_What is being asked_.
List every line of the rows below that contains the word "parked", copying each line in full. Matching is case-sensitive.

[Spatial annotation rows]
(begin)

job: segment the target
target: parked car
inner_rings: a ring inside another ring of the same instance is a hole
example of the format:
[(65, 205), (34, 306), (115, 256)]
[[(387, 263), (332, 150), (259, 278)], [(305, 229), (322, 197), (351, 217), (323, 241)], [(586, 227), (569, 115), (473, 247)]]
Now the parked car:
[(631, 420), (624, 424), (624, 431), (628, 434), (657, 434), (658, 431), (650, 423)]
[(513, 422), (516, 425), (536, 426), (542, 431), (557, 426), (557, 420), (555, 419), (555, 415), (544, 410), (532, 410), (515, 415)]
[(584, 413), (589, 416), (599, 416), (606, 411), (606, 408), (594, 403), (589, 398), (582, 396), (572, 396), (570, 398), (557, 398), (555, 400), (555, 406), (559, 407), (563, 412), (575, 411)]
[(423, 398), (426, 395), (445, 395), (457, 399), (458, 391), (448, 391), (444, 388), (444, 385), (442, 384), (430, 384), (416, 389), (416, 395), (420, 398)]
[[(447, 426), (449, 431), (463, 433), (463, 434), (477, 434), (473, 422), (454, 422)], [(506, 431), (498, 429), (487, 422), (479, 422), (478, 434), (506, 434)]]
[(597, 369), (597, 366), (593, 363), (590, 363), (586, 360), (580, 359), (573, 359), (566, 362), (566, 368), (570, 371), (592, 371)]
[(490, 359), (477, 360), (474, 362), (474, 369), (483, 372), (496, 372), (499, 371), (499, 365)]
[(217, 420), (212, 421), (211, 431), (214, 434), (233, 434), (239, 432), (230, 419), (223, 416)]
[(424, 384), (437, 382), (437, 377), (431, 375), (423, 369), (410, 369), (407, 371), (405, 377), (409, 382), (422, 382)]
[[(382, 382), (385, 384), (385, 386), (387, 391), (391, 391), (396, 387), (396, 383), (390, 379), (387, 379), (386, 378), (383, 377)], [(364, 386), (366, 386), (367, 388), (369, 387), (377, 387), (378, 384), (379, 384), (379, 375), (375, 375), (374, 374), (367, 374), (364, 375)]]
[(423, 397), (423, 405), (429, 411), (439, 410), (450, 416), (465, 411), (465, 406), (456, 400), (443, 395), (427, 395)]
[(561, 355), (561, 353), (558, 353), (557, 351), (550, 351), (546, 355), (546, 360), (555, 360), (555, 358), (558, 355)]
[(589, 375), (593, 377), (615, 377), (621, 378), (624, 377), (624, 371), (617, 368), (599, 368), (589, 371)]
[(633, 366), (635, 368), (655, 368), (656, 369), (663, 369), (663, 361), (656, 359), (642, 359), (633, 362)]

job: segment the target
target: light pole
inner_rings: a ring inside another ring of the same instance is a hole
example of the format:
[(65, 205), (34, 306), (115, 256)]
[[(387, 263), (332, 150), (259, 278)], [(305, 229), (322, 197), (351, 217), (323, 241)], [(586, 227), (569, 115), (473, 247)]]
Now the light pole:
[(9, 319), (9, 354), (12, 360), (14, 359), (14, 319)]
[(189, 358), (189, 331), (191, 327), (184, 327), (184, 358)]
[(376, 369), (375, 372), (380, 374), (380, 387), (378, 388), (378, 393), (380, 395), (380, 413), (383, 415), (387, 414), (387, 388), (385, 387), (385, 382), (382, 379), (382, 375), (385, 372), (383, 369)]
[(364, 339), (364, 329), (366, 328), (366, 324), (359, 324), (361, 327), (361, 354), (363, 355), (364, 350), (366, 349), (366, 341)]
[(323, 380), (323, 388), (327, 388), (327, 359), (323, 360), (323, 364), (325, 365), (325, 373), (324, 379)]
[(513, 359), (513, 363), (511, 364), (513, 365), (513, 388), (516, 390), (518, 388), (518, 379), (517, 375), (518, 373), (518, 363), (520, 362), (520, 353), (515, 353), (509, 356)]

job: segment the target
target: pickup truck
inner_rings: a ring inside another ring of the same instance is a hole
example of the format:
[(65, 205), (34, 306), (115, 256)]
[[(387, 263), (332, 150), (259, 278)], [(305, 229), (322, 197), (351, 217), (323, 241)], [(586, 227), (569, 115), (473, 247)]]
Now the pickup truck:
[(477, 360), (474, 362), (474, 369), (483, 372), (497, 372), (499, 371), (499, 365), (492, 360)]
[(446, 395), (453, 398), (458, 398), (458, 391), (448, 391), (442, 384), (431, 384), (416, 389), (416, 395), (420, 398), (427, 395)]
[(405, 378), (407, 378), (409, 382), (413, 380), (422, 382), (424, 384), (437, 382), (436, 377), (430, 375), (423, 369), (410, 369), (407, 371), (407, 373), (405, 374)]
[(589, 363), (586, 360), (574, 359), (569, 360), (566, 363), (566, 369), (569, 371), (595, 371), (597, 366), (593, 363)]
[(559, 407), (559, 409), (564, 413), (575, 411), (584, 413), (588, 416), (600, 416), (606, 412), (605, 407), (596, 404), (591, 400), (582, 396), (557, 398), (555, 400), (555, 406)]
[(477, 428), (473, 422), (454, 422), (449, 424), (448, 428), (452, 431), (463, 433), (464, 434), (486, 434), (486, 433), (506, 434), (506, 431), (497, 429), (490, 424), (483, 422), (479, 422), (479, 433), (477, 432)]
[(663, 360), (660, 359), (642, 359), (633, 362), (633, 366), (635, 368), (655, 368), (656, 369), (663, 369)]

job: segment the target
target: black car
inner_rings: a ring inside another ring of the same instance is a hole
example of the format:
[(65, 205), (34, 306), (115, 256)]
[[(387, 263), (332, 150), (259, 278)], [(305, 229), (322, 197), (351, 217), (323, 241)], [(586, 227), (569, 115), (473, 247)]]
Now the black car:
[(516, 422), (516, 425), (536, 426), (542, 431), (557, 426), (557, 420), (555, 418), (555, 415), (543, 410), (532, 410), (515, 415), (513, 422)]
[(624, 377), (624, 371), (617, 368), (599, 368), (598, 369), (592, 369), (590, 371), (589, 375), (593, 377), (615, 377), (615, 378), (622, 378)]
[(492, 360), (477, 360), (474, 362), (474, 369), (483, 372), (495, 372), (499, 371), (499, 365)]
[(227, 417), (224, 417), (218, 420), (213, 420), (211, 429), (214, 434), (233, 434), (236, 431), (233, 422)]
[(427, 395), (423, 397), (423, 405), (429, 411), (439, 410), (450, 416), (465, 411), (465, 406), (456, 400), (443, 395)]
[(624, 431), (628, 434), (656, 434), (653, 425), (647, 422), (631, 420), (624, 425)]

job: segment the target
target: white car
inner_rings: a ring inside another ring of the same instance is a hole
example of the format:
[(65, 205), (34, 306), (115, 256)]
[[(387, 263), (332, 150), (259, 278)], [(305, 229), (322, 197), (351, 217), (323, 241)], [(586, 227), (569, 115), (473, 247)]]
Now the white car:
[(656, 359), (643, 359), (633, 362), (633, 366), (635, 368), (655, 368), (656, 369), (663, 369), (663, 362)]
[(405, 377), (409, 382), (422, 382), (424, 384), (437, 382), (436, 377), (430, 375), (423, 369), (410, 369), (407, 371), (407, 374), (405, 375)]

(end)

_Worked answer_.
target: parked car
Now the parked car:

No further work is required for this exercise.